TEXTE DE LA PAGE:
Qui contrôle la croissance vertigineuse de la population mondiale ? On pourrait dire que nous avons le même problème à l’inverse. Parce que, s’appuyant sur leurs salaires élevés de pays développé, les États-Unis nous ont privé de beaucoup de main-d’œuvre jeune et qualifiée, de beaucoup de diplômés universitaires ; par exemple, ils ont attiré des médecins, pas les meilleurs… Je sais où sont les meilleurs, ils sont ici et un peu partout dans le monde, accomplissant leur mission sacrée. Jamais ils ne parviendront à entamer l’esprit d’acier de la nouvelle Cuba.

Vous qui êtes allés voir les expériences qui se font ailleurs… Bon, on m’a raconté ce qui t’es arrivé, Gladys, en Équateur, je crois, où tu couvrais le travail dévoué de nos coopérants.

Journaliste Gladys Rubio.-
Vous voulez parler de l’histoire des bottes ?

Fidel.-
Des bottes, des camions chargés, du bac qui avait du mal à traverser le fleuve… Il s’en est fallu de peu pour qu’il faille aller repêcher ton cadavre dans l’Atlantique, à l’embouchure de l’Amazone…

Vous connaissez aussi les problèmes du continent... D’où l’importance de la CELAC, qui constitue un grand pas en avant. Il faut plus de 10 minutes – bon, en 10 minutes il est impossible d’écouter un discours –, 10 heures et 20 discours pour savoir ce que pense chacun. Même aux visages des participants, on pouvait sentir ce que pensaient les Caribéens, le représentant de la Bolivie, l’autre…

La réunion de la CELAC a été accompagnée du sommet entre les dirigeants de l’Amérique latine et des Caraïbes et ceux de l’Union européenne.

J’ai eu l’occasion de m’entretenir avec ceux qui viennent, je dirais même beaucoup d’entre eux, et je pense qu’ils sont mus par l’intérêt que nous accordons à ces rencontres.

J’ignore à quel moment les dirigeants politiques européens dorment ou rentrent chez eux.

[Extraits d'un jeu de données d'annotation par points]
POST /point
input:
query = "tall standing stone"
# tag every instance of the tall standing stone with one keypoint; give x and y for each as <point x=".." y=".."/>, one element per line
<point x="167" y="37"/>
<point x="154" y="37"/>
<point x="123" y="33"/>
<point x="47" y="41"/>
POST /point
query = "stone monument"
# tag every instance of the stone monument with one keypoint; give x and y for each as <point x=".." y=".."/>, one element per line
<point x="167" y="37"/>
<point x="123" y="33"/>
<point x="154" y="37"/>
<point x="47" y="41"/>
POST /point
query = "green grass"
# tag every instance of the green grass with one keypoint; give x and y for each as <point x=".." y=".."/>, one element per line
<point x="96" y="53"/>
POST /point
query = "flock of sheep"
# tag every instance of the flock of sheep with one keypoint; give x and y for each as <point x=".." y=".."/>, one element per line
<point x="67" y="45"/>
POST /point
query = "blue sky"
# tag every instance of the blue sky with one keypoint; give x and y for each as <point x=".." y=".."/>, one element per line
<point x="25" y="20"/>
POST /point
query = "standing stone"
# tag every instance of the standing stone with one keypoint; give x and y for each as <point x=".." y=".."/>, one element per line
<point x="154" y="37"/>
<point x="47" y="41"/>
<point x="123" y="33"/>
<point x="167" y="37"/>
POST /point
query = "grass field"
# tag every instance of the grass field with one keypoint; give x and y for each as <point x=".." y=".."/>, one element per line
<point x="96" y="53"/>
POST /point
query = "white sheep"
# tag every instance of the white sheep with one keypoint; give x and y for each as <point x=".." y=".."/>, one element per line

TÂCHE À RÉALISER: Recopiez le passage de la transcription compris entre « J’ai eu l’occasion » et « rentrent chez eux. », bornes incluses. Les items ne servent à rien ici.

RÉSULTAT FINAL:
J’ai eu l’occasion de m’entretenir avec ceux qui viennent, je dirais même beaucoup d’entre eux, et je pense qu’ils sont mus par l’intérêt que nous accordons à ces rencontres.

J’ignore à quel moment les dirigeants politiques européens dorment ou rentrent chez eux.